MATERIAL FOR THIS EXERCISE:
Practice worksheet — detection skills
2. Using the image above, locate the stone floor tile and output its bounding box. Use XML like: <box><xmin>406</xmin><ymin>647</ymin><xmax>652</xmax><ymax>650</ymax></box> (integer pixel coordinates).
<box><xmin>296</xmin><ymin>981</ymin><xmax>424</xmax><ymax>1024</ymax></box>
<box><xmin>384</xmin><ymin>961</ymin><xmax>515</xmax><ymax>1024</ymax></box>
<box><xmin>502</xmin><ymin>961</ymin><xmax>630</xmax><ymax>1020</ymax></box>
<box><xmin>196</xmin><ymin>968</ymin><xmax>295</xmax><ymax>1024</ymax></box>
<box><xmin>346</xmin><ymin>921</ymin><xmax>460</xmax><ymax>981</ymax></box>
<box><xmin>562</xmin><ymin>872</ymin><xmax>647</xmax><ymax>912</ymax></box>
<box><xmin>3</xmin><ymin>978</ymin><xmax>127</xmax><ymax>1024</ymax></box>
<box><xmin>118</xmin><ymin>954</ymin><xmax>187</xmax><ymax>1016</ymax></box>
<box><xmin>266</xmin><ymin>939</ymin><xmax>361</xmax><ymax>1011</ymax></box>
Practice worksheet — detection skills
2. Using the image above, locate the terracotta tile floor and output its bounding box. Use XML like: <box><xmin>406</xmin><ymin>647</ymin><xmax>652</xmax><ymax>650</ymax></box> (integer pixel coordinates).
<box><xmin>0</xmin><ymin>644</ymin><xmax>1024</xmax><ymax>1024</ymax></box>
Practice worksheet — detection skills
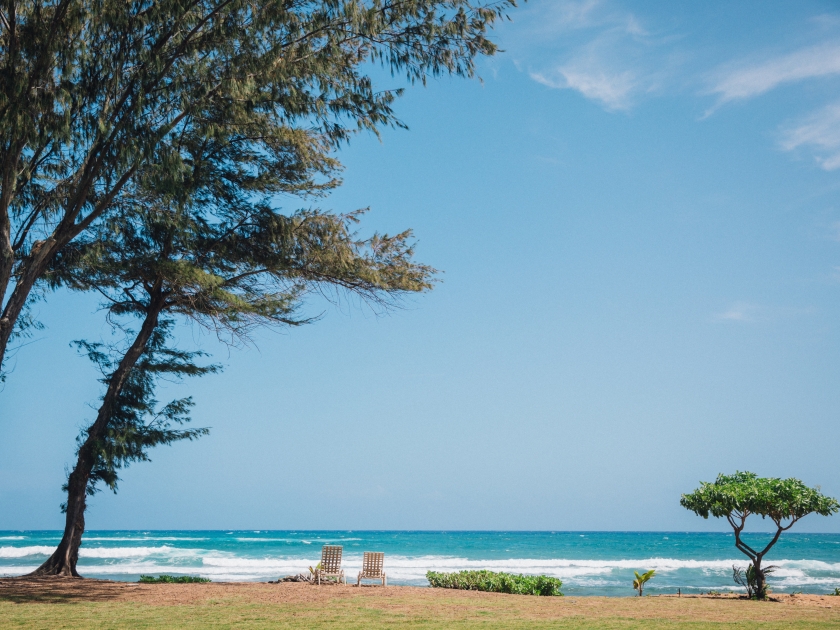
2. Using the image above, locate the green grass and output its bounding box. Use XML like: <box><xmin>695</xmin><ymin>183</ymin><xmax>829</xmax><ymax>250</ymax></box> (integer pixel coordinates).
<box><xmin>0</xmin><ymin>598</ymin><xmax>838</xmax><ymax>630</ymax></box>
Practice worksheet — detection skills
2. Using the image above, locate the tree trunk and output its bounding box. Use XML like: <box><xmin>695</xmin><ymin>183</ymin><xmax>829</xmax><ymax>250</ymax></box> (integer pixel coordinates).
<box><xmin>753</xmin><ymin>556</ymin><xmax>767</xmax><ymax>599</ymax></box>
<box><xmin>30</xmin><ymin>466</ymin><xmax>90</xmax><ymax>577</ymax></box>
<box><xmin>29</xmin><ymin>282</ymin><xmax>165</xmax><ymax>577</ymax></box>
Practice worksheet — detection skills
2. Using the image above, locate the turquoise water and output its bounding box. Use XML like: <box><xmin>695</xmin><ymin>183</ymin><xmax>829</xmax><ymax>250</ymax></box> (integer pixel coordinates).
<box><xmin>0</xmin><ymin>530</ymin><xmax>840</xmax><ymax>596</ymax></box>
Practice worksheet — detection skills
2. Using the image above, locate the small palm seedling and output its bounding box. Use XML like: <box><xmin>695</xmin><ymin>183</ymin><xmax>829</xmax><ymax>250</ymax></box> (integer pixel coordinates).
<box><xmin>633</xmin><ymin>569</ymin><xmax>656</xmax><ymax>597</ymax></box>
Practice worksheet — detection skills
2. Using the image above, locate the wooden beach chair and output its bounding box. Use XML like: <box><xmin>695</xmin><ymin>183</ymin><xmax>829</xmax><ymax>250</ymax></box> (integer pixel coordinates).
<box><xmin>315</xmin><ymin>545</ymin><xmax>347</xmax><ymax>584</ymax></box>
<box><xmin>356</xmin><ymin>551</ymin><xmax>388</xmax><ymax>586</ymax></box>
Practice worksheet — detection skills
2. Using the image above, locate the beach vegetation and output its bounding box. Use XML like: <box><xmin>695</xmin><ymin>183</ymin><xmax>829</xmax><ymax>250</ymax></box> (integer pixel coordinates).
<box><xmin>633</xmin><ymin>569</ymin><xmax>656</xmax><ymax>597</ymax></box>
<box><xmin>732</xmin><ymin>564</ymin><xmax>778</xmax><ymax>599</ymax></box>
<box><xmin>680</xmin><ymin>472</ymin><xmax>840</xmax><ymax>599</ymax></box>
<box><xmin>16</xmin><ymin>0</ymin><xmax>515</xmax><ymax>576</ymax></box>
<box><xmin>138</xmin><ymin>574</ymin><xmax>210</xmax><ymax>584</ymax></box>
<box><xmin>426</xmin><ymin>571</ymin><xmax>563</xmax><ymax>596</ymax></box>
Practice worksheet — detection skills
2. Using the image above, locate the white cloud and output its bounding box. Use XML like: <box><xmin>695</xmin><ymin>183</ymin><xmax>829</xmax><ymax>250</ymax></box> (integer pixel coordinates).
<box><xmin>527</xmin><ymin>0</ymin><xmax>667</xmax><ymax>111</ymax></box>
<box><xmin>714</xmin><ymin>302</ymin><xmax>757</xmax><ymax>322</ymax></box>
<box><xmin>780</xmin><ymin>102</ymin><xmax>840</xmax><ymax>171</ymax></box>
<box><xmin>709</xmin><ymin>42</ymin><xmax>840</xmax><ymax>103</ymax></box>
<box><xmin>531</xmin><ymin>65</ymin><xmax>636</xmax><ymax>110</ymax></box>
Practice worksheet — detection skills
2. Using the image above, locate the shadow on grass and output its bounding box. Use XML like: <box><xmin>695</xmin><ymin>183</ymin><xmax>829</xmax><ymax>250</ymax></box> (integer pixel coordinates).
<box><xmin>0</xmin><ymin>577</ymin><xmax>127</xmax><ymax>604</ymax></box>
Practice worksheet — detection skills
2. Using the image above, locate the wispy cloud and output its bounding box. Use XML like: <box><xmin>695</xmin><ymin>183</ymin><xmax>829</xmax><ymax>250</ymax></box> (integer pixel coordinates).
<box><xmin>709</xmin><ymin>42</ymin><xmax>840</xmax><ymax>103</ymax></box>
<box><xmin>780</xmin><ymin>102</ymin><xmax>840</xmax><ymax>171</ymax></box>
<box><xmin>714</xmin><ymin>302</ymin><xmax>758</xmax><ymax>322</ymax></box>
<box><xmin>529</xmin><ymin>0</ymin><xmax>676</xmax><ymax>111</ymax></box>
<box><xmin>530</xmin><ymin>57</ymin><xmax>638</xmax><ymax>110</ymax></box>
<box><xmin>712</xmin><ymin>301</ymin><xmax>815</xmax><ymax>324</ymax></box>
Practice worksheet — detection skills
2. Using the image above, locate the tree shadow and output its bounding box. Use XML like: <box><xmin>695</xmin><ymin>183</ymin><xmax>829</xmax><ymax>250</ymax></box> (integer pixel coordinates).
<box><xmin>0</xmin><ymin>577</ymin><xmax>129</xmax><ymax>604</ymax></box>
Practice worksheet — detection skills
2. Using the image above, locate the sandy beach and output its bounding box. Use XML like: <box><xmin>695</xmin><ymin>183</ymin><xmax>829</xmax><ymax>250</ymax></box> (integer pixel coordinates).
<box><xmin>0</xmin><ymin>579</ymin><xmax>840</xmax><ymax>628</ymax></box>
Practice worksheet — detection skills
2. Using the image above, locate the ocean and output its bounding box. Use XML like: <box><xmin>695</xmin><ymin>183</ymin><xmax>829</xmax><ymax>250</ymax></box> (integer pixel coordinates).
<box><xmin>0</xmin><ymin>530</ymin><xmax>840</xmax><ymax>596</ymax></box>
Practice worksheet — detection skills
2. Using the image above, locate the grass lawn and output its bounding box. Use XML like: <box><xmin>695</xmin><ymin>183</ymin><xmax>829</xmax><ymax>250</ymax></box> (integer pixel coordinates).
<box><xmin>0</xmin><ymin>580</ymin><xmax>840</xmax><ymax>630</ymax></box>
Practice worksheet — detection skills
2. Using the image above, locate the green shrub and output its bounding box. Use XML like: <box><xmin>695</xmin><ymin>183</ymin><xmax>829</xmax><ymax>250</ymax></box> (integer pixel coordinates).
<box><xmin>140</xmin><ymin>575</ymin><xmax>210</xmax><ymax>584</ymax></box>
<box><xmin>426</xmin><ymin>571</ymin><xmax>563</xmax><ymax>595</ymax></box>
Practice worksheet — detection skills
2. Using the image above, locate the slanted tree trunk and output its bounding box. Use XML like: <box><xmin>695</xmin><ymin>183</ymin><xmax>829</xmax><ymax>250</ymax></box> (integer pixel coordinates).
<box><xmin>753</xmin><ymin>555</ymin><xmax>767</xmax><ymax>599</ymax></box>
<box><xmin>29</xmin><ymin>283</ymin><xmax>165</xmax><ymax>577</ymax></box>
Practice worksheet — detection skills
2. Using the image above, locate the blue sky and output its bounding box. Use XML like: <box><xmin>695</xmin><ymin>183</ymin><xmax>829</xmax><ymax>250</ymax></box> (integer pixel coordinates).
<box><xmin>0</xmin><ymin>0</ymin><xmax>840</xmax><ymax>532</ymax></box>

YOUR GOAL: Which lines in the records above contain the string "tile", with case counting? Copy each of those lines in full.

REPLY:
2. Using the image above, locate the stone floor tile and output its bounding box. Use XML like: <box><xmin>406</xmin><ymin>647</ymin><xmax>652</xmax><ymax>650</ymax></box> (integer pixel coordinates).
2. Using the image above, locate the terracotta tile floor and output its bounding box. Use XML like: <box><xmin>406</xmin><ymin>647</ymin><xmax>652</xmax><ymax>650</ymax></box> (integer pixel coordinates).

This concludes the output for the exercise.